**Your goal:** Retype the data below exactly, skipping pictures.

**Stored data entries:**
┌────────

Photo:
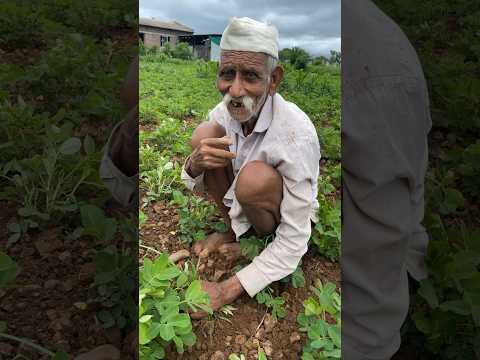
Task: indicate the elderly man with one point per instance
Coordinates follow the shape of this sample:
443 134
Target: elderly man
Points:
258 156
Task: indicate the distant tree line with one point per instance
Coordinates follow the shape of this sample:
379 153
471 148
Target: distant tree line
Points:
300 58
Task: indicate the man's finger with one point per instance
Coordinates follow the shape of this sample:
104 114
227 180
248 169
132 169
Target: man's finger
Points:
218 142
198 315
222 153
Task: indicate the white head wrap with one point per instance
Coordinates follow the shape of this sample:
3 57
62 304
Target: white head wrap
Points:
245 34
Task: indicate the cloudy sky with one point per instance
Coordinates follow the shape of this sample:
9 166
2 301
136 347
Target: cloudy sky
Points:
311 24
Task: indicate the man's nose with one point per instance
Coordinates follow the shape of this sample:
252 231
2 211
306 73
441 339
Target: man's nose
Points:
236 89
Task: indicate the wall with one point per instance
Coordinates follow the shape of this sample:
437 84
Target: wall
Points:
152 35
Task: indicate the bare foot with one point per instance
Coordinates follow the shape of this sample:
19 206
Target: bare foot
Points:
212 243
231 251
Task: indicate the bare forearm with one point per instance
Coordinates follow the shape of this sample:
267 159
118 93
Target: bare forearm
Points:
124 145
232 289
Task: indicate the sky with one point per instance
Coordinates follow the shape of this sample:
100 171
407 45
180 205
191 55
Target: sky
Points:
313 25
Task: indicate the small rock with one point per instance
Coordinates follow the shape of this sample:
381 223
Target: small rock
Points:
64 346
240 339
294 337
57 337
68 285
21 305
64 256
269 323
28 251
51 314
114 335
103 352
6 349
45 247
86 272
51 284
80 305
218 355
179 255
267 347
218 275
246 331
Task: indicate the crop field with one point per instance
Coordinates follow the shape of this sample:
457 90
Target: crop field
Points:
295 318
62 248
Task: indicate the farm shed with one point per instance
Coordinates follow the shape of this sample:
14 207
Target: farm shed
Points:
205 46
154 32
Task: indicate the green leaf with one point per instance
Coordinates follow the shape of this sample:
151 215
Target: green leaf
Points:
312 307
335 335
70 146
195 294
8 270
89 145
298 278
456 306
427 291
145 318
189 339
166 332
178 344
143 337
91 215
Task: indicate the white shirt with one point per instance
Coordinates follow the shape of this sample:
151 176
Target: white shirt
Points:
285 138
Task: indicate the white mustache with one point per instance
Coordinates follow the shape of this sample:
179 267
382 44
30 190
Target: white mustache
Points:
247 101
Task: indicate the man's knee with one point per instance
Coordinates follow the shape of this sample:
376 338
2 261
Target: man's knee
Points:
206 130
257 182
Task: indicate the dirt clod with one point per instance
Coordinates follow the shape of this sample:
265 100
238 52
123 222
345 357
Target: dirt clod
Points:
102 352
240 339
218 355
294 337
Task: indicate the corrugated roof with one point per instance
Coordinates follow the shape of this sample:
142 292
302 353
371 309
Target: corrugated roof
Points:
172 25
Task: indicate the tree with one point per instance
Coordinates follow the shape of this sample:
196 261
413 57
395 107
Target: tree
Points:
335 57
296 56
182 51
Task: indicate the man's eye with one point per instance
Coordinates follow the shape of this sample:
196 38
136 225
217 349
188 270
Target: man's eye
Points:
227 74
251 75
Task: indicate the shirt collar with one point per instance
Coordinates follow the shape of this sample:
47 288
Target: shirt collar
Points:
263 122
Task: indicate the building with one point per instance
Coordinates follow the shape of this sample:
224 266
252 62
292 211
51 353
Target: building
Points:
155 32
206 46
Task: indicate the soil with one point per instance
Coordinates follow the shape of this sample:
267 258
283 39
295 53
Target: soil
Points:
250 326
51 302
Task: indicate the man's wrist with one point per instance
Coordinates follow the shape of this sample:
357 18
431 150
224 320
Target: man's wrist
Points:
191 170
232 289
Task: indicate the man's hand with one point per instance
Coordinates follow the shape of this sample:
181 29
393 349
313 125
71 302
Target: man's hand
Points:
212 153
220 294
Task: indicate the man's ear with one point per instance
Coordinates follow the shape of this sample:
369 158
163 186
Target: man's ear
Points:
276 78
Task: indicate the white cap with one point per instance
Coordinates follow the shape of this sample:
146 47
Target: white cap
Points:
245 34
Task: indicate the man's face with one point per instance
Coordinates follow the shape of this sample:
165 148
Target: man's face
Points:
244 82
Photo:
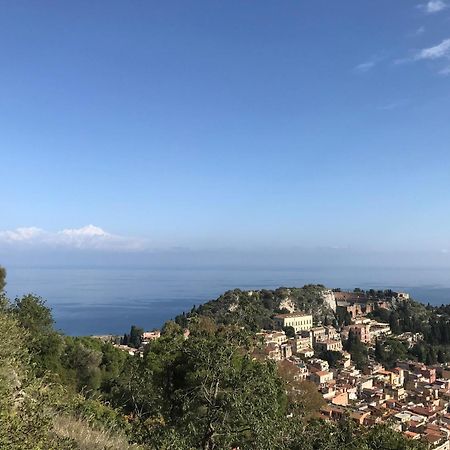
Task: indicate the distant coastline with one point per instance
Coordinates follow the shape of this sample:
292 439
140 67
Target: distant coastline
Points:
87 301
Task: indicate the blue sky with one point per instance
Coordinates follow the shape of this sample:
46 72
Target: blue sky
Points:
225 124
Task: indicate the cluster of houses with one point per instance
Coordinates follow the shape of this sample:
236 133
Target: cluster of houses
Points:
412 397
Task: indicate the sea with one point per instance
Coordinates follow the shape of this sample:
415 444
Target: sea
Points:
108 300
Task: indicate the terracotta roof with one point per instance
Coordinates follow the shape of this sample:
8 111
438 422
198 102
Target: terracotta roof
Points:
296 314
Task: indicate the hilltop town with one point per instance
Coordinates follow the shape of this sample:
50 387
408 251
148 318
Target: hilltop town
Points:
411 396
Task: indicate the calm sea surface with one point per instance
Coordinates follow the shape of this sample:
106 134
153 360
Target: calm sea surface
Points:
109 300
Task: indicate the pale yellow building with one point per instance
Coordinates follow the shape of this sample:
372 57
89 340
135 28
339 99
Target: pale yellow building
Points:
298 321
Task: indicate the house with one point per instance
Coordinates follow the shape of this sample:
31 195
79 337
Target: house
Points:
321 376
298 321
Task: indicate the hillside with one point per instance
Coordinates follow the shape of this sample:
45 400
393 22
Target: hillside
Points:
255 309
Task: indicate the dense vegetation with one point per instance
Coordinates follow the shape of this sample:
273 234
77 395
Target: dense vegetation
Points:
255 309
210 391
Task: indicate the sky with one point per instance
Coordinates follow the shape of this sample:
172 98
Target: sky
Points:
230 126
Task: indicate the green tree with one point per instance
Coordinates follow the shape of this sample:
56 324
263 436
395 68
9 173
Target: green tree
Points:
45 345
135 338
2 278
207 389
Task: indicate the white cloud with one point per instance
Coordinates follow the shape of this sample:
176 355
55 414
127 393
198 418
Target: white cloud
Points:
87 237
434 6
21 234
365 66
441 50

└────────

**Reply:**
Photo:
Task: indicate the elderly man with one point per instance
Coordinates follow the shape of this sample:
443 134
Target: elderly man
Points:
258 156
Task: indicate the distant tree line with one point per instance
Coordinates follow the shape of this sample:
379 153
471 148
Target: distant tree line
Points:
300 58
Task: indicate the man's finger with one point per instance
Coordinates follow the shape of this sample:
104 114
227 180
248 169
132 169
Target: man's finger
Points:
218 142
198 315
222 153
Task: indicate the white head wrap with one point per instance
Coordinates follow the shape of this sample:
3 57
62 304
Target: white head wrap
Points:
245 34
Task: indicate the cloudy sky with one point per instance
Coordinates follow the shape of this sample:
9 166
2 301
136 347
Target: cloudy sky
Points:
311 24
Task: indicate the man's nose with one point per instance
Coordinates follow the shape of this sample:
252 231
2 211
306 73
441 339
Target: man's nose
Points:
236 89
Task: indicate the wall with one point per instance
Coordinates follow the shape of this sample:
437 84
Target: wall
Points:
152 35
Task: indicate the bare foot with one point per instance
Coordinates follow the shape of this sample:
19 206
Target: bare foot
Points:
212 243
231 251
Task: indicate the bare forearm with one point per instance
Coordinates follow the shape of this sample:
267 159
118 93
Target: bare forearm
Points:
124 145
232 289
Task: indicate the sky with one point per instance
Coordinates follow the shape of this sample:
100 171
407 45
180 205
191 55
Target: sky
Points:
313 25
Task: indicate the small rock with one point per instance
Coordinates follow the shape of this sample:
381 223
Target: small rock
Points:
64 346
240 339
294 337
57 337
68 285
21 305
64 256
269 323
28 251
51 314
114 335
103 352
6 349
45 247
86 272
51 284
80 305
218 355
179 255
267 347
218 275
246 331
Task: indicate the crop field with one point per instance
Coordinates follow the shape of this sample:
457 90
Target: crop field
Points:
295 318
62 248
Task: indicate the farm shed with one point per instance
Coordinates follow the shape of this sample:
14 207
Target: farm shed
Points:
205 46
154 32
Task: indicate the green leaf with one point per instance
Coordinates follow the shape of this sample:
151 215
Target: green leaf
Points:
312 307
335 335
70 146
195 294
8 270
89 145
298 278
456 306
427 291
145 318
189 339
166 332
178 344
143 337
91 215
Task: indicate the white shirt with one point per instance
Coordinates follow the shape of this sample:
151 176
Target: white shirt
Points:
285 138
Task: indicate the white mustache with one point per instance
Coordinates follow the shape of this sample:
179 267
382 44
30 190
Target: white mustache
Points:
247 101
Task: indicate the man's knee with one point per instance
Coordinates follow the shape of this sample:
376 338
2 261
Target: man's knee
Points:
206 130
257 182
Task: indicate the dirt clod with one point per instance
Coordinates follow the shape of this sample:
265 100
238 52
123 222
345 357
Target: dirt clod
Points:
102 352
240 339
218 355
294 337
Task: indicate the corrugated roof with one point per instance
Coordinates follow the shape of this sample:
142 292
302 353
371 309
Target: corrugated roof
Points:
172 25
Task: indicate the tree with one point per instance
Coordinates follow the shape of this sample:
196 261
413 57
395 107
Target: tree
Points:
335 57
296 56
182 51
Task: indicate the man's eye with one point per instance
Coordinates follow the shape of this sample:
196 38
136 225
217 349
188 270
Target: man's eye
Points:
227 74
251 75
Task: indicate the shirt collar with one point per instance
Coordinates follow the shape of this sample:
47 288
Target: shirt collar
Points:
263 122
Task: indicate the building with one point per instance
Coordinates follow the shape of this sample:
224 266
252 62
292 211
51 353
Target: building
Points:
155 32
206 46
Task: indicate the soil with one point per instance
Coordinates follow the shape of this sample:
267 258
283 39
295 53
Target: soil
Points:
250 326
51 302
Task: indicate the man's wrist with one point per instance
Coordinates follow the shape of this sample:
357 18
431 150
224 320
Target: man's wrist
Points:
191 170
232 289
Task: indicate the man's hand with one point per instance
Coordinates follow the shape of this sample:
181 29
393 349
313 125
71 302
Target: man's hand
Points:
212 153
220 294
Task: indicate the man's ear with one point per instance
Coordinates follow the shape of this sample:
369 158
163 186
Target: man's ear
Points:
276 78
Task: indicate the white cap with one point per instance
Coordinates follow the shape of this sample:
146 47
Target: white cap
Points:
245 34
Task: indicate the man's face with one point per instance
Coordinates follow the shape of this sample:
165 148
Target: man's face
Points:
244 82
Photo:
Task: indicate the distant coastline with one point per instance
Coordinates follow the shape of this sample:
292 439
140 67
Target: distant coastline
Points:
87 301
Task: indicate the blue sky with one point per instance
Coordinates follow the shape of this sample:
46 72
Target: blue sky
Points:
225 124
Task: indicate the cluster of houses with one point per instance
Coordinates follow the shape of this sample:
236 133
Target: cluster of houses
Points:
412 397
Task: indicate the sea with one point per instance
Coordinates follow the shape of this sample:
415 444
Target: sea
Points:
108 300
Task: indicate the terracotta roof with one point per instance
Coordinates follow the shape of this sample:
8 111
438 422
198 102
Target: terracotta roof
Points:
296 314
Task: indicate the hilltop town with one point per instance
Coordinates follow the shape of this sample:
50 387
408 251
148 318
Target: hilltop town
Points:
411 396
Task: indicate the calm sea surface with one point per instance
Coordinates follow the shape of this sample:
106 134
153 360
Target: calm sea surface
Points:
109 300
Task: indicate the pale yellow building with one point per instance
Coordinates follow the shape of this sample:
372 57
89 340
135 28
339 99
Target: pale yellow building
Points:
298 321
Task: indicate the house with one point per instance
Coordinates follow the shape of this sample:
31 195
79 337
Target: house
Points:
321 376
298 321
Task: indicate the hillside with one point per instance
Coordinates follow the shape of this sample:
45 400
393 22
Target: hillside
Points:
255 309
Task: indicate the dense vegetation with one point per instance
Coordinates follow the shape of this sample:
273 234
77 395
Target: dense vegetation
Points:
255 309
210 391
Task: indicate the sky with one point per instance
Coordinates follow the shape of this sample:
172 98
Target: sky
Points:
230 126
Task: indicate the green tree with one point per instance
Coordinates follow the shape of this sample:
56 324
263 436
395 68
9 173
Target: green tree
Points:
45 345
135 338
2 278
207 389
Task: indicate the white cloud with one point per instance
Coordinates follow the shape of this sample:
176 355
55 414
127 393
198 418
Target: white cloud
Points:
87 237
434 6
21 234
365 66
441 50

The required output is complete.